▶ [DATA EXCERPTS]:
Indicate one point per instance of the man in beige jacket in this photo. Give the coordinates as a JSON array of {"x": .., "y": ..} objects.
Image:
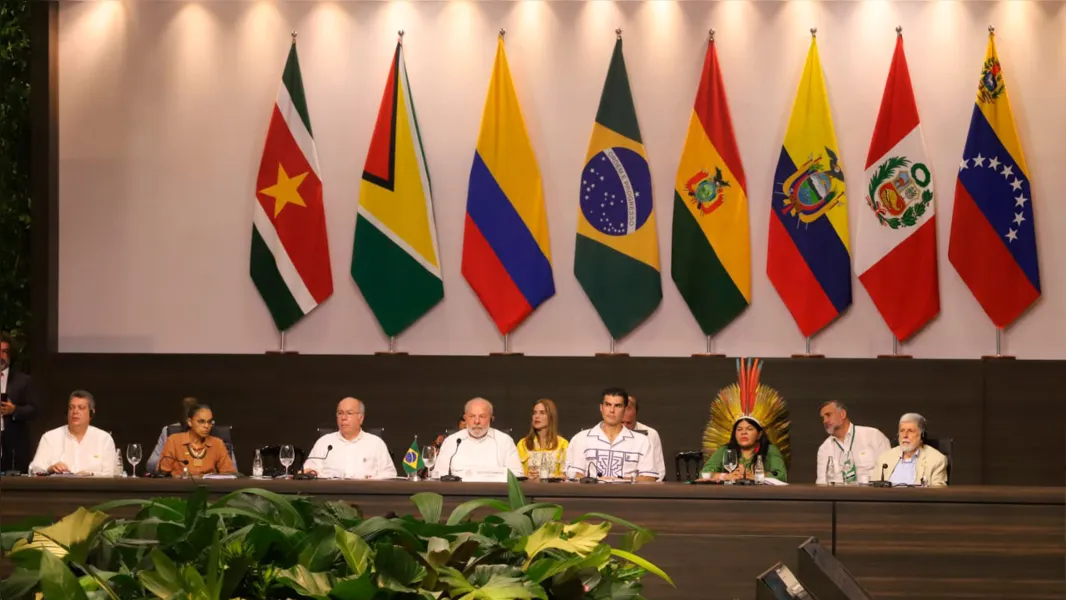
[{"x": 913, "y": 463}]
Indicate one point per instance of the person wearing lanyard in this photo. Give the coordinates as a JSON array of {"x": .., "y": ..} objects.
[{"x": 852, "y": 449}]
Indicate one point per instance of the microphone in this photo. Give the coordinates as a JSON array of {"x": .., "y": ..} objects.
[
  {"x": 588, "y": 479},
  {"x": 450, "y": 476},
  {"x": 305, "y": 474},
  {"x": 159, "y": 472},
  {"x": 883, "y": 483}
]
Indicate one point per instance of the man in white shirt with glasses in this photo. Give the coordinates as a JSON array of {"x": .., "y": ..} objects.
[
  {"x": 853, "y": 449},
  {"x": 77, "y": 448}
]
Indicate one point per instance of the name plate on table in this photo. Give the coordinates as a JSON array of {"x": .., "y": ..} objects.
[{"x": 483, "y": 474}]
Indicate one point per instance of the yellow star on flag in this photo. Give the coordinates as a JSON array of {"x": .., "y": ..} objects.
[{"x": 286, "y": 191}]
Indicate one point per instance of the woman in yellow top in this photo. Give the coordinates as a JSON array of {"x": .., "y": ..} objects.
[{"x": 543, "y": 441}]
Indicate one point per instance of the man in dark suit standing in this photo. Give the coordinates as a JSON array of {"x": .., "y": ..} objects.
[{"x": 18, "y": 405}]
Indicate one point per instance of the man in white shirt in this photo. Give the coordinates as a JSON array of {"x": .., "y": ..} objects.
[
  {"x": 657, "y": 446},
  {"x": 610, "y": 450},
  {"x": 863, "y": 444},
  {"x": 350, "y": 452},
  {"x": 479, "y": 447},
  {"x": 77, "y": 448}
]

▶ [TASK TO COMPLETE]: Leave out the pictures and output the rest of the material exactly as written.

▶ [EXERCISE RESULT]:
Indicate one point per instance of the man in beige jacket in this photo. Give the coordinates as a JSON array of {"x": .., "y": ..} objects.
Image:
[{"x": 913, "y": 463}]
Indicate one point per instance of the person wearing lanyard in this photo. Give the coordinates as a JSON array of {"x": .., "y": ..} objects.
[{"x": 852, "y": 449}]
Indicate one point per instance of the microphone in this photo. Give the coordinates as a JSON array of {"x": .., "y": ..} objects.
[
  {"x": 588, "y": 479},
  {"x": 450, "y": 476},
  {"x": 305, "y": 474},
  {"x": 159, "y": 472},
  {"x": 883, "y": 483}
]
Indicate one point per instance of the man in white shirt with glasses in this photo. Give the coordinates as a JSON array of {"x": .., "y": ..} objects.
[
  {"x": 853, "y": 449},
  {"x": 77, "y": 448}
]
Indicate one point per instance of the name plate on table in this photo. Give the coordinates as a JSON array of {"x": .., "y": ..} objects.
[{"x": 483, "y": 474}]
Indicate one point per instance of the yellow star on flag in this photo. Give the coordinates as a JSON array of {"x": .., "y": ..} objects.
[{"x": 286, "y": 191}]
Indicate one point per instance of the woman in yellow top in this photo. Give the coordinates as a JSON array of {"x": .., "y": ..} objects.
[{"x": 543, "y": 441}]
Indicate one point per instance of the man in dark suit standing in this photo. Give the coordinates as a JSON array of {"x": .., "y": ..} objects.
[{"x": 18, "y": 405}]
Indicate one point per instance of the man in white shirt in this photo. Give the coordinates as a JSON array of {"x": .., "y": ..} objects.
[
  {"x": 657, "y": 446},
  {"x": 610, "y": 450},
  {"x": 863, "y": 444},
  {"x": 350, "y": 452},
  {"x": 479, "y": 447},
  {"x": 77, "y": 448}
]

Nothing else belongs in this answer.